Set exercise: Please transcribe the data that follows without the pictures, keeping every word the same.

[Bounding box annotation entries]
----

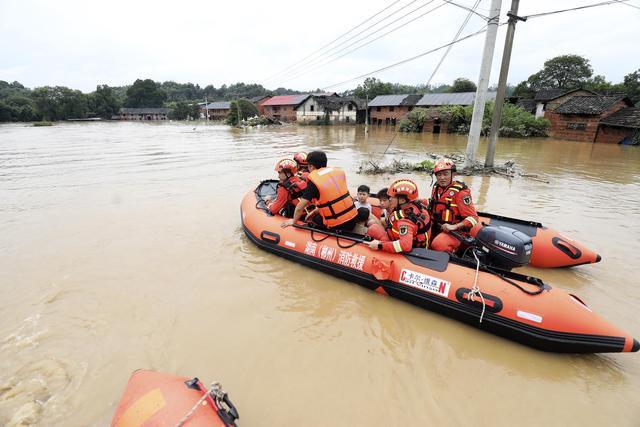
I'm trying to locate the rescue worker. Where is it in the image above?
[429,159,478,253]
[293,151,309,181]
[367,179,430,253]
[265,159,307,218]
[282,151,357,231]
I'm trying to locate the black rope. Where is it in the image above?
[484,266,545,295]
[336,236,361,249]
[309,227,331,243]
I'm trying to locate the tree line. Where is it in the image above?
[0,79,302,122]
[0,55,640,122]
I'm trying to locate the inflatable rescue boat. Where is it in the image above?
[370,198,602,268]
[241,181,640,353]
[111,369,238,427]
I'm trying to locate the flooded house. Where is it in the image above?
[262,94,311,122]
[111,107,169,120]
[548,95,640,143]
[369,94,422,126]
[296,94,365,124]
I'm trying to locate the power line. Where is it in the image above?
[264,0,400,81]
[523,0,631,19]
[427,0,481,86]
[282,0,446,85]
[265,0,418,81]
[442,0,489,21]
[617,0,640,10]
[322,22,496,90]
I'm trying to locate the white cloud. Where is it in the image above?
[0,0,640,91]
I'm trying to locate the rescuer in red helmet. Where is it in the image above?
[367,179,430,253]
[429,159,478,253]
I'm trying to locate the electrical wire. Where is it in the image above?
[427,0,481,86]
[523,0,631,19]
[282,0,447,85]
[264,0,418,82]
[266,0,446,85]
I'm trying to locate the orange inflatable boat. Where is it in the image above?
[369,198,602,268]
[111,370,238,427]
[241,181,640,353]
[471,212,602,268]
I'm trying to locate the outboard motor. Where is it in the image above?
[475,225,533,270]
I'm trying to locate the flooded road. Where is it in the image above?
[0,123,640,426]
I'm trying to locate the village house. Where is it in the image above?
[369,95,422,126]
[111,108,169,120]
[296,95,365,124]
[415,92,496,133]
[205,101,231,120]
[262,94,311,122]
[533,89,597,118]
[548,95,633,142]
[595,107,640,144]
[249,95,271,116]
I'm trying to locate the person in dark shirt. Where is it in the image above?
[282,151,357,231]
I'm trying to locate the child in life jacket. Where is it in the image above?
[265,159,307,218]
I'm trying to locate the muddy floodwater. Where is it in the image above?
[0,123,640,426]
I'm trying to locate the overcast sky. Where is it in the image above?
[0,0,640,92]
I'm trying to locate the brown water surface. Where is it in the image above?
[0,123,640,426]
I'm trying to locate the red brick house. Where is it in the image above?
[595,107,640,144]
[548,95,633,142]
[205,101,231,120]
[249,95,271,116]
[262,94,311,122]
[415,92,496,133]
[534,89,597,119]
[369,95,422,126]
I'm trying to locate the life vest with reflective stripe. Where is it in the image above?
[428,181,468,224]
[308,168,358,228]
[278,175,307,200]
[386,201,431,248]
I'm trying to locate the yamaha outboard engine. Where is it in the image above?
[475,225,533,270]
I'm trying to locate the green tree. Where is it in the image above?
[125,79,167,108]
[353,77,393,100]
[449,77,478,93]
[89,85,121,119]
[516,55,593,93]
[226,99,260,126]
[32,86,88,120]
[622,68,640,104]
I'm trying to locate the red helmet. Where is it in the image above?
[433,159,456,174]
[293,151,308,167]
[274,159,298,175]
[387,179,418,201]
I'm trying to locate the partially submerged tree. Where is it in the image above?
[226,99,260,126]
[449,77,478,93]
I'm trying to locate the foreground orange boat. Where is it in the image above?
[111,369,238,427]
[370,198,602,268]
[241,181,640,353]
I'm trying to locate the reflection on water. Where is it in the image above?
[0,123,640,425]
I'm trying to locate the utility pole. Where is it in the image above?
[464,0,501,169]
[364,93,369,135]
[484,0,527,168]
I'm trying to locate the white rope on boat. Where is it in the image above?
[176,382,224,427]
[467,251,487,323]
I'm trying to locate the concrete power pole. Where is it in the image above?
[484,0,527,168]
[464,0,501,168]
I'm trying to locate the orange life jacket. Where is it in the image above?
[428,181,468,224]
[387,201,431,248]
[308,167,358,228]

----

Response to this exercise:
I'm trying to locate the rescue worker. Where is it in the image above?
[429,159,478,253]
[293,151,309,181]
[367,179,430,253]
[265,159,307,218]
[282,151,357,231]
I'm trying to locate the black rope. Where is it in the image above?
[484,266,545,295]
[336,236,361,249]
[309,227,331,243]
I'm trying to locate the tree line. Where is it in the image above?
[0,79,302,122]
[0,55,640,122]
I'm trying to locate the inflatable rescue boat. Where is it in the image above?
[370,198,602,268]
[241,181,640,353]
[111,369,238,427]
I'm trying to locate the flooded house. Where is it in the image above?
[262,94,311,122]
[111,107,169,120]
[548,95,640,143]
[369,94,422,126]
[296,94,365,124]
I'm trying to locate the power line. Where is it in the image above?
[264,0,400,81]
[523,0,631,19]
[427,0,481,86]
[282,0,446,85]
[265,0,418,81]
[442,0,489,21]
[617,0,640,10]
[322,22,496,90]
I'm trying to locate the white cloud. Where is it in the image above?
[0,0,640,91]
I'm trying to locate the rescuer in red helmet. Where is it in the image above?
[367,179,430,253]
[429,159,478,253]
I'm trying to locate the electrical wire. Where is it in the image above?
[427,0,481,86]
[523,0,631,19]
[282,0,447,85]
[264,0,418,82]
[266,0,446,85]
I'm trying to locate the orange inflatable boat. Where is it in the image above?
[369,198,602,268]
[111,370,238,427]
[241,181,640,353]
[471,212,602,268]
I'm trying to locate the outboard motor. Where is it in the image above?
[475,225,533,270]
I'm trying to locate the flooded road. Where is it in the image above?
[0,123,640,426]
I'm trying to locate the village house. Where is it in the image above?
[369,95,422,126]
[111,108,169,120]
[296,95,365,124]
[415,92,496,133]
[205,101,231,120]
[262,94,311,122]
[533,89,597,118]
[548,95,633,142]
[595,107,640,144]
[249,95,271,116]
I'm trying to locate the person in dark shirt. Where is it in the image above?
[282,151,357,231]
I'm trying to locate the child in life jacket. Where is it in the image above?
[265,159,307,218]
I'm trying to locate the muddy floodwater. Where is it in the image above?
[0,123,640,426]
I'm trying to locate the overcast sky. Where is it in the image above?
[0,0,640,92]
I'm trying to locate the brown water surface. Where is it in the image above?
[0,123,640,426]
I'm trying to locate the red brick house. Where is it in the image above?
[595,107,640,144]
[548,95,633,142]
[205,101,231,120]
[249,95,271,116]
[262,94,311,122]
[415,92,496,133]
[534,89,597,119]
[369,95,422,126]
I'm trying to locate the life vest with reflective stripe. Where is it in the image above?
[428,181,468,224]
[308,168,358,228]
[278,175,307,200]
[386,201,431,248]
I'm trying to locate the yamaha outboard engine. Where is it in the image above?
[475,225,533,270]
I'm trying to locate the green tree. Where is it in the image above?
[125,79,167,108]
[353,77,393,100]
[449,77,478,93]
[89,85,121,119]
[516,55,593,93]
[226,99,260,126]
[32,86,88,120]
[622,68,640,104]
I'm trying to locate the red helmet. Where is it in the image above?
[433,159,456,174]
[293,151,308,167]
[274,159,298,175]
[387,179,418,201]
I'm trying to locate the partially submerged tree. Where is it in the image above?
[226,99,260,126]
[449,77,478,93]
I'm trying to locate the foreground orange boat. Where is it in the image above?
[111,369,238,427]
[370,198,602,268]
[241,181,640,353]
I'm trying to locate the reflection on water. Where is it in the image above?
[0,123,640,425]
I'm trying to locate the utility pole. Where is it in the image above?
[464,0,501,169]
[364,93,369,135]
[484,0,527,168]
I'm trying to locate the white rope on boat. Where is it in the image above?
[176,382,224,427]
[467,251,487,323]
I'm trying to locate the concrete power pole. Where is it in the image above?
[484,0,527,168]
[464,0,501,168]
I'm trying to locate the orange life jacket. Where is it in the image above?
[428,181,468,224]
[387,201,431,248]
[308,167,358,228]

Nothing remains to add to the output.